(SET EXERCISE): Each record below is to be reproduced without any change.

(DATA TO USE):
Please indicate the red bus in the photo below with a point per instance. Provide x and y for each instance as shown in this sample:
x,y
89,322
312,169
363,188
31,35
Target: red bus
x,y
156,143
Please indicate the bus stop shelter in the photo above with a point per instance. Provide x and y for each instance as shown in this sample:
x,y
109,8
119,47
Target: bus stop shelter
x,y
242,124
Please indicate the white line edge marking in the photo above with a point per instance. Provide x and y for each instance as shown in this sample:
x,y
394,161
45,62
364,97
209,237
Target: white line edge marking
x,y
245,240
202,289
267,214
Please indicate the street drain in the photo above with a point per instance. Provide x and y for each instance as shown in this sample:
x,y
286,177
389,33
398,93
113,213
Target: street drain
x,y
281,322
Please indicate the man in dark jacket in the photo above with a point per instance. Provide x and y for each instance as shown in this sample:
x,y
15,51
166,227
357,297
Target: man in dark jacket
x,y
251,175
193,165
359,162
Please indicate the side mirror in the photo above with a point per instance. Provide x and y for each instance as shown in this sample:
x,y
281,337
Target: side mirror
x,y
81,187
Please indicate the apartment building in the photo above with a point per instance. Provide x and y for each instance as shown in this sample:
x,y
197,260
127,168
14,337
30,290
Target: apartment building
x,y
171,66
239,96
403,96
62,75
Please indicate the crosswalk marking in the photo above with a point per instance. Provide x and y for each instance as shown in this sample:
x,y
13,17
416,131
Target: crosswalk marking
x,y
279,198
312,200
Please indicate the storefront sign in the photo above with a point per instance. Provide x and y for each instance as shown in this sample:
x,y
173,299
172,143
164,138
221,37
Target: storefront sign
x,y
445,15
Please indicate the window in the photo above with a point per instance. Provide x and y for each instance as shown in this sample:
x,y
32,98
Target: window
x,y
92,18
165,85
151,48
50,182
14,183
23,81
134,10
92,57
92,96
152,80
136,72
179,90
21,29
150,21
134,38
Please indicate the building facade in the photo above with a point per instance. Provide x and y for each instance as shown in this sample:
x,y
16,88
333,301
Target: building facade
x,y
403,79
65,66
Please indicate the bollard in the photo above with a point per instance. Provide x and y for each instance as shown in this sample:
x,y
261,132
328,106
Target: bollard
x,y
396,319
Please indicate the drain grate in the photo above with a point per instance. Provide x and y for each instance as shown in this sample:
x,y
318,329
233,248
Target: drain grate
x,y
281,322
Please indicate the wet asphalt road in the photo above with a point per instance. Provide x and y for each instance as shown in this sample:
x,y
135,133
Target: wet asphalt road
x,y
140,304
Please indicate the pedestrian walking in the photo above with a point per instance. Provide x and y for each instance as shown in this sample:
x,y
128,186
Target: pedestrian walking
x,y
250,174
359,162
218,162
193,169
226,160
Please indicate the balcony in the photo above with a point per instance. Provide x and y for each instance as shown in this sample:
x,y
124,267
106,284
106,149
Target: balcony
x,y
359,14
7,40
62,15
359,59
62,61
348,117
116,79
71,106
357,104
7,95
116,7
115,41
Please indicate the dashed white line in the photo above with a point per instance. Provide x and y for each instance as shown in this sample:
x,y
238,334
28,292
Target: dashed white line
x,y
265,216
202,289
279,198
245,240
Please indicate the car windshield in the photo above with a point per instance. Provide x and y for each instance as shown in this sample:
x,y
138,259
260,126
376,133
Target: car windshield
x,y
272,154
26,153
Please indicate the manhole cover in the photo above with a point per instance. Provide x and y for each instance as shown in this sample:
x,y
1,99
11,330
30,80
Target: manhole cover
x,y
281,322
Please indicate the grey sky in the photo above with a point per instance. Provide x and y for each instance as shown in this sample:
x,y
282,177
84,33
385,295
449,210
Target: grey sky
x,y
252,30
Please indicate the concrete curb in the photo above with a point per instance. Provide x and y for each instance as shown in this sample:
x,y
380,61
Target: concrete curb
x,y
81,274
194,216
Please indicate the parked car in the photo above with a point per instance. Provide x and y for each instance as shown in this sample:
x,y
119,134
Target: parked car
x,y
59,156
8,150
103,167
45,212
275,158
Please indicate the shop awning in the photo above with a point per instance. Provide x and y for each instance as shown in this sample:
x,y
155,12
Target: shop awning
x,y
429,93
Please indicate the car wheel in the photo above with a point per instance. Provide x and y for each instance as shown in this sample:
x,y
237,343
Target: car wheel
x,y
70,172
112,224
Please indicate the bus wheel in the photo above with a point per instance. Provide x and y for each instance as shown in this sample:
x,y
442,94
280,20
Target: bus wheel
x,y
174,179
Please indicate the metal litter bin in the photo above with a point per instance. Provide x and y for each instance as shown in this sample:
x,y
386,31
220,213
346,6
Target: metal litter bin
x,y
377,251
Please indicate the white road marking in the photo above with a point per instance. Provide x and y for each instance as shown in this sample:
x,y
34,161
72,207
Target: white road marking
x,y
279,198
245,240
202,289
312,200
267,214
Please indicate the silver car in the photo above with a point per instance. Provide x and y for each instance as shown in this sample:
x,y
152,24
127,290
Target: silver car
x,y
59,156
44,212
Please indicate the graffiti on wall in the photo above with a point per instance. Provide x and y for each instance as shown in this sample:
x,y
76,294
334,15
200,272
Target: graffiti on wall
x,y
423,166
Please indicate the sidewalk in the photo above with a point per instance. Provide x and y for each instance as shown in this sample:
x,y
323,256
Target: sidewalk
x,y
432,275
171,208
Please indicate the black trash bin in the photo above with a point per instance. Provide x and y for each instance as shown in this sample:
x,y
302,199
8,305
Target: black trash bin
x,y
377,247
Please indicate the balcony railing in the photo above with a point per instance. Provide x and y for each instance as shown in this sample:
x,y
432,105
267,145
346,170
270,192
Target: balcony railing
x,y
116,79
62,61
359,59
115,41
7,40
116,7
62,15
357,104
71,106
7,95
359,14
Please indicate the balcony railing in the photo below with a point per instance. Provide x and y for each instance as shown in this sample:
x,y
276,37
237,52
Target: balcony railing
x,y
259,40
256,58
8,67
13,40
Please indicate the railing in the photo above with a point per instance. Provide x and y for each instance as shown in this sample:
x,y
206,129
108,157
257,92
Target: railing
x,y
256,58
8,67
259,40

(SOLUTION TO THE EXERCISE):
Please indicate the red bus in the photo below with a point per instance. Provide x and y for each instance as shown in this sample:
x,y
89,322
312,169
363,188
31,35
Target: red bus
x,y
156,143
Please indicate the bus stop shelter in the photo above with a point per instance. Provide x and y for each instance as shown in this sample:
x,y
109,8
119,47
Target: bus stop shelter
x,y
242,124
Please indicate the white line edge marking in the photo above with a point per instance. Provide x and y for each instance as shown in this sample:
x,y
394,161
45,62
364,97
209,237
Target: white line edge marking
x,y
245,240
202,289
267,214
Please indicate the street drain in the photo above with a point per instance. Provide x and y for each instance as shown in this sample:
x,y
286,177
389,33
398,93
113,213
Target: street drain
x,y
281,322
Please indicate the man in dark jacket in the photo above with a point per instance. Provide x and y for each instance as shown in this sample:
x,y
15,51
166,227
357,297
Target: man in dark jacket
x,y
251,175
193,165
359,162
Please indicate the side mirror in the photo above with a point per instance. Provide x and y for each instance as shown in this sample:
x,y
281,337
Target: side mirror
x,y
81,187
Please indicate the apartment building in the photo above with a point per instance. Provide x and y for each instance as shown in this sample:
x,y
197,260
127,168
14,337
30,290
Target: apartment building
x,y
171,66
239,96
403,96
62,75
Please indicate the crosswalk marking in the photo above with a point per instance. Provide x and y for each instance as shown in this sample:
x,y
13,17
416,131
Target: crosswalk marking
x,y
279,198
312,200
Please indicate the storefront sign in the photo above with a point per instance. Provide x and y for each instance as shown in this sample:
x,y
173,299
172,143
164,138
221,37
Target: storefront sign
x,y
445,15
Please indicate the window in the photo above with a point per instance. Provide x and y for each instance as shown in this sample:
x,y
32,98
Target: window
x,y
92,18
165,85
151,48
50,182
14,183
23,81
134,10
92,57
92,96
152,80
136,72
179,90
21,29
150,21
134,38
Please indicate the building facade in the photo above with a point per instance. Provide x and y for each instance as shown in this sample:
x,y
16,88
333,301
Target: building facade
x,y
403,79
65,66
Please indicate the bollard in the photo above with a point per instance. Provide x and y for each instance as shown in this sample:
x,y
261,132
328,106
Target: bollard
x,y
396,319
Please indicate the drain grate in the photo above with a point per instance. Provide x and y for each instance as shown in this sample:
x,y
318,329
233,248
Target: drain grate
x,y
281,322
Please indicate the wet asphalt road in the photo above with a point per instance. Provide x and y for each instance as shown in this sample:
x,y
135,133
Target: wet asphalt road
x,y
140,304
Please indicate the pedestrian walking in the photo above with a point per instance. Provide x and y for each instance as shown in this sample:
x,y
128,186
Target: pedestrian walking
x,y
250,174
359,162
218,162
193,169
226,160
Please indicate the balcony in the photo above with a point per instance. Provide x and y for each instance as shown in this sample:
x,y
124,267
106,284
106,149
Target: balcony
x,y
359,14
7,40
62,15
359,59
62,61
348,117
116,79
71,106
357,104
7,95
116,7
115,41
Please indicate the dashed white line in the photo above with a point per instance. Provide x and y for each instance as shown in this sample:
x,y
238,334
28,292
Target: dashed white line
x,y
265,216
202,289
279,198
245,240
Please indicate the car windshield in the photo above with a point per instance. Provide x and y for each instance as shown in this sample:
x,y
138,259
260,126
376,133
Target: car windshield
x,y
272,154
26,153
Please indicate the manhole cover in the photo above with a point per instance. Provide x and y for each instance as shown in this sample:
x,y
1,99
11,330
30,80
Target: manhole cover
x,y
281,322
Please indicate the grey sky in the photo above with a point per instance. Provide x and y for each instance as shown in this sample:
x,y
282,177
84,33
385,295
449,210
Target: grey sky
x,y
252,30
Please indicate the concrete curb in the photo above with a point per instance. Provide x and y for each instance as shown in this sample:
x,y
380,61
Target: concrete curb
x,y
81,274
194,216
Please indicate the parked car in the photo above with a point per instance. Provide x and y for each instance as shown in this sample:
x,y
119,134
Target: parked car
x,y
59,156
8,150
103,167
45,212
275,158
Please indicate the shop awning in the photo above with a point per instance. Provide x and y for each instance as shown in this sample:
x,y
155,12
Target: shop awning
x,y
429,93
Please indicate the car wheel in the photo above with a point per instance. Provide x and y for each instance as shown in this sample:
x,y
237,343
Target: car wheel
x,y
70,172
112,224
Please indicate the bus wheel in the photo above with a point per instance. Provide x and y for each instance as shown in this sample:
x,y
442,94
280,20
Target: bus wheel
x,y
174,179
Please indicate the metal litter bin in the photo above with a point per instance. Provide x and y for each instance as shown in this sample:
x,y
386,31
220,213
346,6
Target: metal litter bin
x,y
377,251
Please indicate the white road marking in the photo above with a point per instance. Provide x and y for each instance as shown in this sample:
x,y
34,161
72,207
Target: white road marking
x,y
279,198
245,240
202,289
312,200
267,214
Please indicate the silver car in the photo above with a point per instance. Provide x and y for each instance as shown in this sample:
x,y
152,24
127,290
Target: silver car
x,y
59,156
44,212
Please indicate the graffiti on wall in the photo above with a point per instance. Provide x and y for each instance as shown in this sample:
x,y
76,294
334,15
200,272
Target: graffiti on wall
x,y
423,166
Please indicate the sidewalk in the photo above with a point per instance. Provide x and y for each instance as shown in this sample:
x,y
323,256
Target: sidewalk
x,y
432,275
171,208
Please indicate the black trash bin in the photo above with a point per instance. Provide x and y for each instance as shown in this sample:
x,y
302,199
8,305
Target: black trash bin
x,y
377,247
Please indicate the balcony railing in the photo above with a point per instance. Provide x and y for each instance as shown in this sample:
x,y
432,105
267,145
346,170
270,192
Target: balcony railing
x,y
116,79
62,61
359,59
115,41
7,40
116,7
62,15
357,104
71,106
7,95
359,14
Please indicate the balcony railing in the photo below with a point per instance. Provide x and y for each instance as shown in this sample:
x,y
276,37
237,52
Target: balcony railing
x,y
259,40
256,58
8,67
13,40
Please indicate the railing in the photo above with a point per instance. Provide x and y for each instance as shown in this sample:
x,y
206,129
108,157
257,92
Target: railing
x,y
256,58
8,67
259,40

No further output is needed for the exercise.